• Task objective: Print every line below word for word, and leave the pictures out.

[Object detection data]
• • • •

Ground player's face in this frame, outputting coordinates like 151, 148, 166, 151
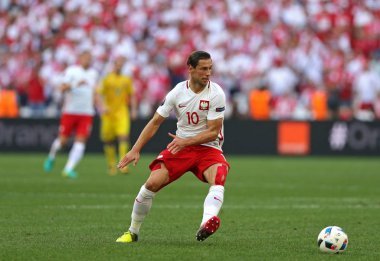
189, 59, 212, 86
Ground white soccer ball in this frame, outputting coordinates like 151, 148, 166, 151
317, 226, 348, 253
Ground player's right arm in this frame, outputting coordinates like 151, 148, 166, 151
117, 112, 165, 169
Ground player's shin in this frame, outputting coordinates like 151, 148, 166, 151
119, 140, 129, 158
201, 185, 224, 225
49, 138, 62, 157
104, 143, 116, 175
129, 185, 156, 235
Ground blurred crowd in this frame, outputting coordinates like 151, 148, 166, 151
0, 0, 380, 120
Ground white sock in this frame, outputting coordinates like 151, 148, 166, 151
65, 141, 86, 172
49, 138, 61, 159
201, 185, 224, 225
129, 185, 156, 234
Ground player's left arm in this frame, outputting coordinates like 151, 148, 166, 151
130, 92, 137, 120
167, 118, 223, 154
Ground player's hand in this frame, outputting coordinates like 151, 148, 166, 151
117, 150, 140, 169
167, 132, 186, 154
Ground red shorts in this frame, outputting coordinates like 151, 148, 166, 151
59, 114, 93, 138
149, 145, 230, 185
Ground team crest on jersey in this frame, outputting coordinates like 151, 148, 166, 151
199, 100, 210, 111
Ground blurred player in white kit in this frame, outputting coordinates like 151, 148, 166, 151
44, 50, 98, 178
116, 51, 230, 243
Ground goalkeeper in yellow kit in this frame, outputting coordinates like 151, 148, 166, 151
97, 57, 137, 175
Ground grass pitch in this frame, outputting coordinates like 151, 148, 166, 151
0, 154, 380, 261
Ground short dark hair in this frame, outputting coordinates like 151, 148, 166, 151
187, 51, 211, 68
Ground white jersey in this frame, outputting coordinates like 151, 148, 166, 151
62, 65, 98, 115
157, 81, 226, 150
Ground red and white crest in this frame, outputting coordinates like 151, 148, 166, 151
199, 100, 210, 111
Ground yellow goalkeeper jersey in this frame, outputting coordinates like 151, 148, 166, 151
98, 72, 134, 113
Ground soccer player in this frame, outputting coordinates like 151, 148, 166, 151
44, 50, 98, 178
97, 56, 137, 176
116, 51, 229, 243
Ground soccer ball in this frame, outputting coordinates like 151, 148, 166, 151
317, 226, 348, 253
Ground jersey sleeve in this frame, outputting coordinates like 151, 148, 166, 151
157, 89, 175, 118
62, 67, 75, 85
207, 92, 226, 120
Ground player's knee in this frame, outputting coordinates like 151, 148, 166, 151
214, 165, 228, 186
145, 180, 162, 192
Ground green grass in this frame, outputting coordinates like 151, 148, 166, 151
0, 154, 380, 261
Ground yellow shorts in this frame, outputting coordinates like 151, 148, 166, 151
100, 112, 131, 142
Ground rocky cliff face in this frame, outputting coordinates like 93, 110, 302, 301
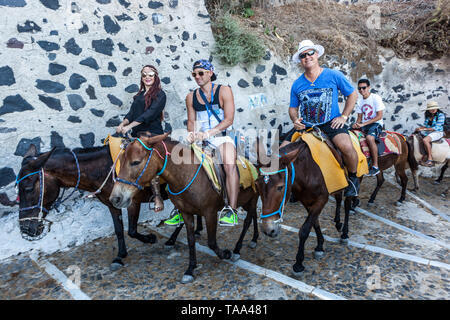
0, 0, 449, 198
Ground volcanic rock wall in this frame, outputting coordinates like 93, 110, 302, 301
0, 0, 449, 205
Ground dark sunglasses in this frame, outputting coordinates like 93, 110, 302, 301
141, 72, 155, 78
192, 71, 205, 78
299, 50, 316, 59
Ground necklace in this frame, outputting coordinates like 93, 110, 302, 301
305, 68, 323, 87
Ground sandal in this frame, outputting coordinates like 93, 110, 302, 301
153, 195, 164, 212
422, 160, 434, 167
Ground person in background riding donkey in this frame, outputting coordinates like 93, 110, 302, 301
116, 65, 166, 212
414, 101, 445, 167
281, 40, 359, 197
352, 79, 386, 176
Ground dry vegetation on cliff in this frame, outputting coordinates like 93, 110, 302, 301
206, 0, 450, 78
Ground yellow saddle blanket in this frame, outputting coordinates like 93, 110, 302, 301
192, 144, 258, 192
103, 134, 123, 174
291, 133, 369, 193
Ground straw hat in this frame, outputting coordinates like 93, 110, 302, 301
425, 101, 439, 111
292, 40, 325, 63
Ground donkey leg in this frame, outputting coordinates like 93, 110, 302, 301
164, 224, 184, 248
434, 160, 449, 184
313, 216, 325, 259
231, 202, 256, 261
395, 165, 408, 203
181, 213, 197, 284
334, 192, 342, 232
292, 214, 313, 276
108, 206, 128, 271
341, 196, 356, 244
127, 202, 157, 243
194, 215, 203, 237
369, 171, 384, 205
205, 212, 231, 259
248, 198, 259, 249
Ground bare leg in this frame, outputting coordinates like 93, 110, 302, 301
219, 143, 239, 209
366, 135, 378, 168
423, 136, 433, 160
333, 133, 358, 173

• • • •

• Solved exercise:
Ground player's face in this frame, outputting coordinates like 151, 148, 166, 151
189, 59, 212, 86
Ground white soccer ball in this frame, outputting coordinates like 151, 148, 166, 151
317, 226, 348, 253
Ground player's right arm in this frame, outputting coordinates like 151, 148, 166, 151
117, 112, 165, 169
Ground player's shin in this frame, outputting coordinates like 151, 148, 166, 151
119, 140, 129, 158
201, 185, 224, 225
49, 138, 62, 157
104, 143, 116, 175
129, 185, 156, 235
Ground blurred crowd in this frame, outputting coordinates like 151, 148, 166, 151
0, 0, 380, 120
Ground white sock in this frame, outputting coordinates like 151, 148, 166, 151
65, 141, 86, 172
49, 138, 61, 159
201, 185, 224, 225
129, 185, 156, 234
Ground player's left arm in this frame, outputting coordinates like 151, 148, 166, 151
130, 92, 137, 120
167, 118, 223, 154
Ground player's hand in this frame, outputting coordinates like 151, 148, 166, 151
117, 150, 140, 169
167, 132, 186, 154
Ground red shorts in this frame, outputting coordinates like 151, 148, 166, 151
59, 114, 93, 138
149, 145, 230, 185
Ground team crest on jersey in this frame, outputting coordinates like 151, 148, 166, 151
199, 100, 210, 111
Ground blurred player in white kit in this frame, outputting coordinates like 151, 148, 166, 151
44, 50, 98, 178
116, 51, 230, 243
Ground goalkeeper in yellow kit in this frame, outputting coordinates like 151, 148, 166, 151
97, 57, 137, 175
Ground grass pitch in this frame, outputting coordinates like 151, 148, 166, 151
0, 154, 380, 261
Ground short dark hair in this frame, outputting coordinates like 151, 148, 166, 151
187, 51, 211, 68
Ground white jersey in this frame, outputting coordinates like 151, 148, 166, 151
62, 65, 98, 115
157, 81, 226, 150
Ground red and white crest in this frame, outputting coordinates like 151, 148, 166, 151
199, 100, 210, 111
Ground yellow goalkeeper jersey in this frame, outputting coordinates like 151, 148, 166, 151
98, 72, 134, 113
Ground soccer player in this frame, outputting coordinates like 151, 148, 166, 151
44, 50, 98, 178
97, 56, 137, 176
116, 51, 229, 243
Ground soccer ball in this frame, outputting coordinates like 151, 148, 166, 151
317, 226, 348, 253
Ground jersey sleeve in this frame, outputting coordinates like 151, 148, 166, 151
157, 89, 175, 118
62, 67, 75, 85
207, 92, 226, 120
Ground player's knee in this frame, outputting coordinates like 151, 148, 166, 151
214, 165, 228, 186
145, 180, 162, 192
Ground green grass in this frame, outputting coordinates like 151, 148, 166, 151
0, 154, 380, 261
Ground yellow shorts in this frame, outputting coordinates like 151, 148, 166, 151
100, 112, 131, 142
Ground rocky cliff face in this frame, outputting coordinates like 93, 110, 302, 301
0, 0, 449, 198
Ground volcanic rock wall in this frame, outputting coordinates like 93, 110, 302, 301
0, 0, 449, 205
Ground dark sunglasses in this frame, outputting coordinates like 93, 110, 302, 301
141, 72, 155, 78
192, 71, 205, 78
299, 50, 316, 59
Ground necklace in this frame, outputting coordinates like 93, 110, 302, 301
305, 68, 323, 87
Ground sandal in this frame, outputting coordinates like 93, 110, 302, 301
153, 195, 164, 212
422, 160, 434, 167
Ground person in background riding donkey in this frame, outputting coordinates like 93, 110, 302, 301
116, 65, 166, 212
414, 101, 445, 167
281, 40, 359, 197
352, 79, 386, 176
Ground dry vegetation on cliff in this frame, outputting coordinates like 93, 110, 302, 301
206, 0, 450, 78
Ground yellow saddle blanket in this frame, outputting coordinates like 93, 110, 302, 301
192, 144, 258, 192
103, 134, 123, 174
291, 133, 369, 193
Ground straw hat in this frame, outputting coordinates like 93, 110, 302, 301
425, 101, 439, 111
292, 40, 325, 63
Ground donkey leg in this frame, outputting coordinates like 93, 110, 302, 301
164, 224, 184, 248
434, 160, 449, 184
313, 216, 325, 259
231, 202, 256, 261
395, 165, 408, 203
181, 213, 197, 284
334, 192, 342, 232
292, 214, 313, 276
108, 206, 128, 271
341, 196, 356, 244
127, 202, 157, 243
194, 215, 203, 237
369, 171, 384, 205
205, 212, 231, 259
248, 198, 259, 249
Ground bare leg in this frame, outputting coordinates like 93, 110, 302, 301
219, 143, 239, 209
366, 135, 378, 168
423, 136, 433, 160
333, 133, 358, 173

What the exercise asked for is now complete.